#### Exercise details
An exact copy of the data is needed, one that excludes all pictures.

#### Record excerpts
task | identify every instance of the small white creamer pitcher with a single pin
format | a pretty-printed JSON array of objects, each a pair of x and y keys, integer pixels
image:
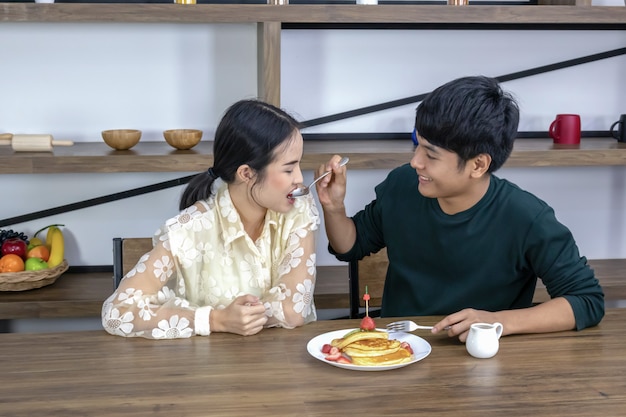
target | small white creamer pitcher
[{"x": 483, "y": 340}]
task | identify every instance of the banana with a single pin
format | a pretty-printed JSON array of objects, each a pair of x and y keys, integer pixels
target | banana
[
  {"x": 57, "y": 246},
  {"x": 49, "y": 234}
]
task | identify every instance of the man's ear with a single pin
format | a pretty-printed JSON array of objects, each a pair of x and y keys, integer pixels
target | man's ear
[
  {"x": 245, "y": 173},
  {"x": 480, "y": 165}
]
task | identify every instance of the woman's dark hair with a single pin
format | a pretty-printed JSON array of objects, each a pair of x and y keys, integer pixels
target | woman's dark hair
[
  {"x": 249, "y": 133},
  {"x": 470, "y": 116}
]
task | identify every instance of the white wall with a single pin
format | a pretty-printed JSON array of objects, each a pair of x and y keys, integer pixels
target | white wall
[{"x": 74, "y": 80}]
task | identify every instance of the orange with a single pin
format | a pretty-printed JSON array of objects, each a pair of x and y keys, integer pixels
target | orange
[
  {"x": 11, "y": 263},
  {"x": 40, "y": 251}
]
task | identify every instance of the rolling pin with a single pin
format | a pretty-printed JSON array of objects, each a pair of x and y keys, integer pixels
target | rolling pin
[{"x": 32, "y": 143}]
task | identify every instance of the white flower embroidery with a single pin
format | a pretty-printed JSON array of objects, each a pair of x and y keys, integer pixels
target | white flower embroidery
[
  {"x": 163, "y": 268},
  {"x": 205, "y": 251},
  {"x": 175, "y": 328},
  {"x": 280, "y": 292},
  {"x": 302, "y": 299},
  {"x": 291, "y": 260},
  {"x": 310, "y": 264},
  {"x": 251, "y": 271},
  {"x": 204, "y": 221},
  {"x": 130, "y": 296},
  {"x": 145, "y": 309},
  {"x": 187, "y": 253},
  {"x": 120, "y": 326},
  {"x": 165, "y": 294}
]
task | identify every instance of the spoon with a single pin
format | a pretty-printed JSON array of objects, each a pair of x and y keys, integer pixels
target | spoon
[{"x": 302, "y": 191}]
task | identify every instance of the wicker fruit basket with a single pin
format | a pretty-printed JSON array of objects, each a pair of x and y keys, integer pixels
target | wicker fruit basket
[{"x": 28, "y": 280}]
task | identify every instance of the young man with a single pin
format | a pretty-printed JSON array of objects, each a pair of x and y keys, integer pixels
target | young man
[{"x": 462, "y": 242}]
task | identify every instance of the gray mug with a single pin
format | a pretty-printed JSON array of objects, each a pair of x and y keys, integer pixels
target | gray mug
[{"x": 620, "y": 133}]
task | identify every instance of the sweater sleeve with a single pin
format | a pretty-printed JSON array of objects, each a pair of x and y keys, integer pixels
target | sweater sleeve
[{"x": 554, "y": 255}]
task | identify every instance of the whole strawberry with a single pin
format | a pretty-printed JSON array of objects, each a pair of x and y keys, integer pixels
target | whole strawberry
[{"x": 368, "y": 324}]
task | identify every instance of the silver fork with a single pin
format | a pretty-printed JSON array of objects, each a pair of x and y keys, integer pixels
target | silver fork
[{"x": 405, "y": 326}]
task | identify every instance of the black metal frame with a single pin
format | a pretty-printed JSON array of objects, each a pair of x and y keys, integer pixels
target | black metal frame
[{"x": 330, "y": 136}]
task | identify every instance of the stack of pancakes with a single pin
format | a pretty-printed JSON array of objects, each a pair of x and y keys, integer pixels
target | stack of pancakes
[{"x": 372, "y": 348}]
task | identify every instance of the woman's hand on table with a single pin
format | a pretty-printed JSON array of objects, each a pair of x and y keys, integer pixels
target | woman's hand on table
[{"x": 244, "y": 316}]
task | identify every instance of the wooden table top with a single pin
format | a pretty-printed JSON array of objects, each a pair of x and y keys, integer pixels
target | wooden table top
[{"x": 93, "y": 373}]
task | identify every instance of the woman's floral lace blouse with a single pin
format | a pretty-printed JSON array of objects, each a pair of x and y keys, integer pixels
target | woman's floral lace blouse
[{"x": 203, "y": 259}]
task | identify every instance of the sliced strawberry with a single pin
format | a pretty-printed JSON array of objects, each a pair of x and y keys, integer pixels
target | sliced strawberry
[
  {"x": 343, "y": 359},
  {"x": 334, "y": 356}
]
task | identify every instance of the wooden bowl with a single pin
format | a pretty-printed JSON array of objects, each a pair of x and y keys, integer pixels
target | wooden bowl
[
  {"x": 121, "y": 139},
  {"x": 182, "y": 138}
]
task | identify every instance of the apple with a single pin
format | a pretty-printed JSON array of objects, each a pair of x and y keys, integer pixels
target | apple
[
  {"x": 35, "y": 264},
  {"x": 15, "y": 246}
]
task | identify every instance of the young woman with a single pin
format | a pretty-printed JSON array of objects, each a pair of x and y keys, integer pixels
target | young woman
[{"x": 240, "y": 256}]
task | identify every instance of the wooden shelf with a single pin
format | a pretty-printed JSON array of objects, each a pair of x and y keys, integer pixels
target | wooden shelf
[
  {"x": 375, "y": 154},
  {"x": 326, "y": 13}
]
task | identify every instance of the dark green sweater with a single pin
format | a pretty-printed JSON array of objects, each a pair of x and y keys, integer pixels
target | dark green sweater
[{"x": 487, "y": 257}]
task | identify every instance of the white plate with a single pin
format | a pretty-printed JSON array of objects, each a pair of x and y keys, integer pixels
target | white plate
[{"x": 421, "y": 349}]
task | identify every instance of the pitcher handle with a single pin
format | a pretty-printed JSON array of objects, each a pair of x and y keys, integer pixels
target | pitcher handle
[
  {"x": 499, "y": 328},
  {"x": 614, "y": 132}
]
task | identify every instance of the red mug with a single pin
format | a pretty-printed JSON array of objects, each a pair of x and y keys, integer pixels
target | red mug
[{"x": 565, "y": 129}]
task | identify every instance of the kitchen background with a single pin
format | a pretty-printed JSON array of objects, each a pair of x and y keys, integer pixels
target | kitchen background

#### Response area
task | identify every instance of the small white creamer pitcher with a single pin
format | a pretty-printed JSON array of objects, each a pair of x and y keys, integer pixels
image:
target | small white creamer pitcher
[{"x": 483, "y": 340}]
task | identify every instance of the banana with a single pin
format | a pretty-printed JSON array of objects, each a pair of x and y keys, integer pixels
target | banana
[
  {"x": 57, "y": 246},
  {"x": 49, "y": 234}
]
task | identify every instance of the man's ear with a single pin
format | a pretty-printed JSON array of objects, each a pair of x and y keys, integer pixels
target | man's ear
[
  {"x": 245, "y": 173},
  {"x": 480, "y": 165}
]
task | identify every instance of the woman's dark hair with a single pin
format | a pretty-printed JSON array of objects, each a pair of x and y keys, integer pixels
target | woman's dark hair
[
  {"x": 249, "y": 133},
  {"x": 470, "y": 116}
]
task | identify every instance of the white wall with a single pin
format | a pretty-printed JSON array of objects, each a pair of x and y keys, integer pixels
target | white wall
[{"x": 74, "y": 80}]
task | identify every instance of the orange with a single pin
format | a pretty-printed JSON array of objects, each a pair of x and y keys, integer pixels
target | orange
[
  {"x": 11, "y": 263},
  {"x": 40, "y": 251}
]
task | identify every instance of the rolling pin with a single pin
format | a pretty-printed JSON array of objects, each a pair of x and y keys, integer pixels
target | rolling pin
[{"x": 32, "y": 143}]
task | identify every instance of the white flower embroidery with a single pin
format | a pretty-printed JSON array of objects, each a pair of x and y keys, integer pixels
target | white flower embroidery
[
  {"x": 163, "y": 268},
  {"x": 205, "y": 251},
  {"x": 175, "y": 328},
  {"x": 280, "y": 292},
  {"x": 302, "y": 299},
  {"x": 291, "y": 260},
  {"x": 310, "y": 264},
  {"x": 251, "y": 271},
  {"x": 204, "y": 221},
  {"x": 130, "y": 296},
  {"x": 145, "y": 309},
  {"x": 187, "y": 253},
  {"x": 120, "y": 326},
  {"x": 165, "y": 294}
]
task | identify every instance of the spoon with a single pin
format | a pretty-printed JSON array of objects, each a pair of x and y keys, integer pixels
target | spoon
[{"x": 302, "y": 191}]
task | identify every instance of the wicker fruit basket with a single pin
format | a pretty-printed JSON array of objects, each a pair of x and y keys, integer pixels
target | wicker fruit basket
[{"x": 28, "y": 280}]
task | identify every instance of the young man with a single pin
format | a pretty-printed JSON array of objects, each a pair of x and y keys, integer pixels
target | young man
[{"x": 462, "y": 242}]
task | identify every instance of the gray mug with a single pin
format | a pretty-printed JSON array of objects, each a pair of x and y keys, integer pixels
target | gray mug
[{"x": 620, "y": 133}]
task | identify every instance of the sweater sleeve with a single pin
format | a pretty-printed JSON array of objects, each a pair of x and y keys, integer pixels
target | sweater sleeve
[{"x": 554, "y": 255}]
task | identify every instance of the whole strawberry with a single pin
format | a pretty-printed JSON array of objects, each a pair of x and y keys, integer pixels
target | whole strawberry
[{"x": 368, "y": 324}]
task | identify every instance of the silver fork with a single pin
format | a pretty-printed JSON array of objects, each a pair of x and y keys, integer pixels
target | silver fork
[{"x": 405, "y": 326}]
task | identify every instance of the black metal frame with a single pin
format | a pretty-printed JSON array of objects, each a pair of x and y keys, integer pixels
target | black metal frame
[{"x": 330, "y": 136}]
task | identify every instance of the stack of pancakes with a single pin
format | a pretty-printed JSON array of objects, each a pair of x and y keys, integer pixels
target | stack of pancakes
[{"x": 372, "y": 348}]
task | identify every instance of the woman's hand on table with a single pin
format | a pretty-printed JSON array of objects, each a pair of x and y keys, integer pixels
target | woman's hand on table
[{"x": 244, "y": 316}]
task | identify every instance of the wooden table top with a single pin
format | a pretty-printed JSON array of objects, each a pair of x and y keys, integer pixels
target | wooden table top
[{"x": 93, "y": 373}]
task | identify every instance of the woman's floral lace blouse with a single pin
format | a pretty-printed JSON array of objects, each a pair of x and y keys, integer pixels
target | woman's floral lace blouse
[{"x": 203, "y": 259}]
task | identify every instance of the sliced strawberry with a single pin
format | a pretty-printed JSON array of objects, each a pair of x and y keys, integer pixels
target | sliced strawberry
[
  {"x": 343, "y": 359},
  {"x": 334, "y": 356}
]
task | identify every instance of the wooden bowl with a single pin
format | a pretty-printed JSON array of objects, each a pair of x and y keys, integer pixels
target | wooden bowl
[
  {"x": 121, "y": 139},
  {"x": 182, "y": 138}
]
task | identify every instance of the apple with a single pin
format | a pretty-printed JSON array of objects, each a pair of x and y keys, integer pixels
target | apple
[
  {"x": 35, "y": 264},
  {"x": 15, "y": 246}
]
task | identify every instance of the young woman with a single pin
format | a pretty-printed JSON array of objects, each a pair of x and y keys, integer pixels
target | young woman
[{"x": 240, "y": 256}]
task | identify every instance of the wooden shelf with a single pin
format | a pretty-printed JSON array of objects, each a pair of x and y keys, integer pixels
target | wooden shelf
[
  {"x": 375, "y": 154},
  {"x": 326, "y": 13}
]
task | identify every instance of the dark green sweater with a single pin
format | a pretty-printed JSON array of objects, each a pair of x and y keys, integer pixels
target | dark green sweater
[{"x": 487, "y": 257}]
task | identify every instance of the white plate with a single pin
format | a pretty-printed JSON array of objects, each a pair of x and y keys, integer pixels
target | white plate
[{"x": 421, "y": 349}]
task | identify every instance of the pitcher handle with a single pin
format | a pretty-printed JSON array of objects, each a pair of x and y keys, integer pixels
target | pitcher handle
[
  {"x": 499, "y": 328},
  {"x": 614, "y": 132}
]
task | identify every instance of the red mug with a single pin
format | a pretty-printed JSON array of objects, each a pair of x and y keys, integer pixels
target | red mug
[{"x": 565, "y": 129}]
task | identify every instance of the kitchen background with a single pin
format | a pretty-printed JSON array of objects, each a pair of x and y keys, integer pixels
target | kitchen background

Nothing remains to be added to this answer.